:: PAGE EXTRACT

Adding a post-bereavement survey to the National Care of the Dying Audit - Hospitals could be a valuable way to help improve care, according to a research paper in the BMJ Supportive and Palliative Care.

The 'Care Of the Dying Evaluation' (CODE) questionnaire was first developed in 2011 by Dr Catriona Mayland, Honorary Senior Clinical Lecturer at the Marie Curie Palliative Care Institute Liverpool, University of Liverpool and Consultant in Palliative Medicine at the Royal Liverpool and Broadgreen University Hospitals NHS Trust.

The questionnaire was added as an additional component to the 2013/2014 National Care of the Dying Audit - Hospitals (NCDAH), led by the Royal College of Physicians and Marie Curie Palliative Care Institute Liverpool, to evaluate the quality of care provided to dying patients and their families in acute hospitals, from the perspective of bereaved relatives.

The NCDAH found significant variations in care across hospitals in England and that major improvements need to be made to ensure better care for dying people, and better support for their families, carers, friends and those important to them.

::::
:: INFORMATION

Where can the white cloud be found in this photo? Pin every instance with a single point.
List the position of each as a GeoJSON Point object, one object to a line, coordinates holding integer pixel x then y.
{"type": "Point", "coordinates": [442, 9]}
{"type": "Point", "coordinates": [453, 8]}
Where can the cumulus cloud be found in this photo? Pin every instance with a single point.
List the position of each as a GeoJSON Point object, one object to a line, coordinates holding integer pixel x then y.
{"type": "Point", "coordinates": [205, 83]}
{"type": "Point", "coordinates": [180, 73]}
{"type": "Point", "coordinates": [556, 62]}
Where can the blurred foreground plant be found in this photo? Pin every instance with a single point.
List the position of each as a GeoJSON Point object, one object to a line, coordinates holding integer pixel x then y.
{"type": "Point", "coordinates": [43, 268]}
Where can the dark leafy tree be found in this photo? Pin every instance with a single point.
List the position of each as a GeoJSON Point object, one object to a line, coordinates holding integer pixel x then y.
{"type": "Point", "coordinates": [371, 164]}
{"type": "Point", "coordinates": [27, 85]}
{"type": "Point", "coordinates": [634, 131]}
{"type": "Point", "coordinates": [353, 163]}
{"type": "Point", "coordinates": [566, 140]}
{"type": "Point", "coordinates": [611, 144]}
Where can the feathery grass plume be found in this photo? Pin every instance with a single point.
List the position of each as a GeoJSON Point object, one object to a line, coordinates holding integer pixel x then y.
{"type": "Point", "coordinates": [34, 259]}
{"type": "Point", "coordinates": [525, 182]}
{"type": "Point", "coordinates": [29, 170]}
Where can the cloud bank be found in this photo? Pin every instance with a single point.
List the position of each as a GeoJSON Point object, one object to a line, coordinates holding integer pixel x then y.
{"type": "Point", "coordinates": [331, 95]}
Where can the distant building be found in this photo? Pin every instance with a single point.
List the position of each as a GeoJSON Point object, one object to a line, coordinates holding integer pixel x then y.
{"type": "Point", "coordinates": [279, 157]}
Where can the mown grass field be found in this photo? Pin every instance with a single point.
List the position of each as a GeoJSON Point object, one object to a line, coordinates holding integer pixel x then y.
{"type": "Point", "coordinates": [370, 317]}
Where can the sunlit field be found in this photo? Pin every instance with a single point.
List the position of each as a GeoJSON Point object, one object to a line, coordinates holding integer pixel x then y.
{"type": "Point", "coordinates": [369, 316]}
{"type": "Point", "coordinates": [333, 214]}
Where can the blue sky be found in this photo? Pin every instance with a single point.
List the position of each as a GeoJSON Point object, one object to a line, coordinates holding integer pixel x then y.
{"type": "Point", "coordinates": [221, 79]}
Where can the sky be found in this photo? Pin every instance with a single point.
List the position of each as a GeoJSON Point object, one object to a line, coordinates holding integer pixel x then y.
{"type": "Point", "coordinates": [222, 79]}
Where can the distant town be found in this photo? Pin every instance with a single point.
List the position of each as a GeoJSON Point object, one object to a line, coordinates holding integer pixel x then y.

::::

ACTIVITY A →
Quote the passage on the bereavement survey word for word, from "The questionnaire was" up to and including "of bereaved relatives.".
ACTIVITY B →
Write what comes next in the passage on the bereavement survey, picking up after its final sentence.

YOUR RESPONSE A →
The questionnaire was added as an additional component to the 2013/2014 National Care of the Dying Audit - Hospitals (NCDAH), led by the Royal College of Physicians and Marie Curie Palliative Care Institute Liverpool, to evaluate the quality of care provided to dying patients and their families in acute hospitals, from the perspective of bereaved relatives.

YOUR RESPONSE B →
858 bereaved relatives returned a completed CODE questionnaire.

On the whole, the majority of participants reported good or excellent care, with patients' symptoms generally perceived to be well controlled and 769 (91%) of participants reporting that either no pain was present or only there 'some of the time.

However, a small but significant minority perceived poor quality of patient care.

Clear and timely communication was identified as an urgent issue to be addressed, with unmet information needs being a recognised area for improvement, for example, 230 (29%) reporting that having a discussion about hydration would have been beneficial.

The BMJ Supportive and Palliative Care paper concludes that adopting a post-bereavement survey appears to be a feasible, acceptable and valuable addition to the national audit.

Dr Catriona Mayland said, "CODE helps us understand the real experiences of bereaved relatives and their loved ones and identify areas that would improve the experience of care for the dying. This is a significant and helpful addition to an audit of patient documentation for care for the dying, which if continued can make a real contribution to improving quality of care."

Dr Stephen Mason and Dr Catriona Mayland from the Marie Curie Palliative Care Institute, University of Liverpool have also recently been awarded a Wellcome Trust Public Engagement Grant to support public engagement events to further develop CODE.